- Exercise details -
List every line in the items below that contains the string "parsley", and copy each such line in full. Treat the match as case-sensitive.

- Given information -

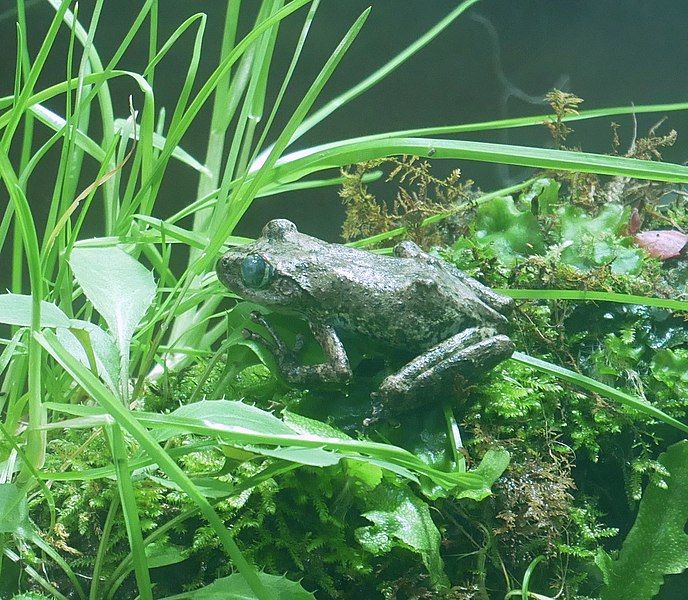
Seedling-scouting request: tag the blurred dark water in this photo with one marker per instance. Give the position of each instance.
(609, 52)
---
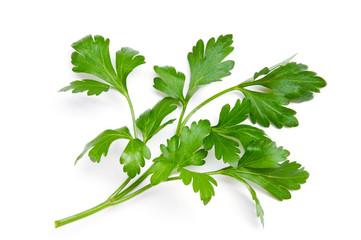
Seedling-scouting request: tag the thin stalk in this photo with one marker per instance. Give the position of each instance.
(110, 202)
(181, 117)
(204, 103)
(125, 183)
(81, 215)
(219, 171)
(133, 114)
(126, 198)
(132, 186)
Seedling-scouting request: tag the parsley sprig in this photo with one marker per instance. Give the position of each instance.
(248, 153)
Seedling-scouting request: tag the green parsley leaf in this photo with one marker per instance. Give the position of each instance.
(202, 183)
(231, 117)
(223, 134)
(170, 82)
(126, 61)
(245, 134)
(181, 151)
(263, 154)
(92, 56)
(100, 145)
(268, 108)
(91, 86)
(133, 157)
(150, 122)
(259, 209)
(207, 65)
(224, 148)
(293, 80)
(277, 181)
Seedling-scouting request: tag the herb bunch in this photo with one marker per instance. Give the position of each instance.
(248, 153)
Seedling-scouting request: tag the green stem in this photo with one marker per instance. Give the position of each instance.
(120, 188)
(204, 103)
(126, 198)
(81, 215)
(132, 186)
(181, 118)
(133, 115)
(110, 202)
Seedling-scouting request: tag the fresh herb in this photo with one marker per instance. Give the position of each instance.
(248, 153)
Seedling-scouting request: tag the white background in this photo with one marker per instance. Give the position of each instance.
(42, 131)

- Solution below -
Seedling-scouting request: tag the parsley sprig in this photo with one marker per instance. Give the position of each instance.
Seedling-scouting request: tag the green parsley leaf in this photo with one marker per instance. Give the position of each instance.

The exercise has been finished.